**OBJECTIVE**
Reproduce every line from the start of the records up to and including the line containing "213], [513, 221]]", requests included. Add 110 to each coordinate in the answers.

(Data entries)

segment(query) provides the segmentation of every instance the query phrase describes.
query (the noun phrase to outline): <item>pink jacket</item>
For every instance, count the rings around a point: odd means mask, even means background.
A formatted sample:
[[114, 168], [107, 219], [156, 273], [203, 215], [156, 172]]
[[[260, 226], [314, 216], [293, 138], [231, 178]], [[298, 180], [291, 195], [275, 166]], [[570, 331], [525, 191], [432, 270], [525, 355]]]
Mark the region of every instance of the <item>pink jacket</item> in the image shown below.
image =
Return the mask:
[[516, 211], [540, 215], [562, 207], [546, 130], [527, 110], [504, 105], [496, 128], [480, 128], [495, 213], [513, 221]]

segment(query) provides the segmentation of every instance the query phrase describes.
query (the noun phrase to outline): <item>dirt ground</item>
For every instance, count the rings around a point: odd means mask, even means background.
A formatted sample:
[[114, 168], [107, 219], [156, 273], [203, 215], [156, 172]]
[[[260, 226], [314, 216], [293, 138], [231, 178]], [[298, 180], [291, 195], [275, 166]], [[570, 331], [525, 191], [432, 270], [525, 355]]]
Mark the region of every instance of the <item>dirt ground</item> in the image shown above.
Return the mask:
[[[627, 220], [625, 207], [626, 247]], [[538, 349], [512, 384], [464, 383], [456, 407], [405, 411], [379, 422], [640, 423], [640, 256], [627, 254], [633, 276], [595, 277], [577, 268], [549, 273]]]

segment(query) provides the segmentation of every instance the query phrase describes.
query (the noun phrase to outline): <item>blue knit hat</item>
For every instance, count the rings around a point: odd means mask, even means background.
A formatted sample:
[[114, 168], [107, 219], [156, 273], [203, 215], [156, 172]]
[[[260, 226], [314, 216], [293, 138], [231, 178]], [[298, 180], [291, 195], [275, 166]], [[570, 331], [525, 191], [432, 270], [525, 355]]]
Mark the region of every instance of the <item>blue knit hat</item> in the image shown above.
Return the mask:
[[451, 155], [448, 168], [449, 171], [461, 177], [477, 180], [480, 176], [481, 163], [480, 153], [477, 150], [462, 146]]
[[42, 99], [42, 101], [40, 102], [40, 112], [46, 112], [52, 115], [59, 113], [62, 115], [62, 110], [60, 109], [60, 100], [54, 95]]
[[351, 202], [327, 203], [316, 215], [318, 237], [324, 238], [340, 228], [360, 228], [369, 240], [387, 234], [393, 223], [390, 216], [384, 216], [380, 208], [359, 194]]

**TASK SOLUTION**
segment(query) provides the segmentation of every instance the query phrase describes.
query (the noun phrase to outline): <item>pink jacket</item>
For every instance, count the rings around a point: odd means mask, even means background.
A formatted sample:
[[114, 168], [107, 219], [156, 273], [203, 215], [156, 172]]
[[[260, 226], [314, 216], [293, 138], [231, 178]], [[298, 180], [291, 195], [275, 166]], [[570, 331], [525, 191], [432, 270], [525, 355]]]
Mark the region of every instance of the <item>pink jacket</item> in the image shown below.
image =
Return the mask:
[[626, 321], [650, 325], [672, 317], [656, 240], [637, 220], [614, 215], [606, 238], [590, 238], [605, 323], [623, 331]]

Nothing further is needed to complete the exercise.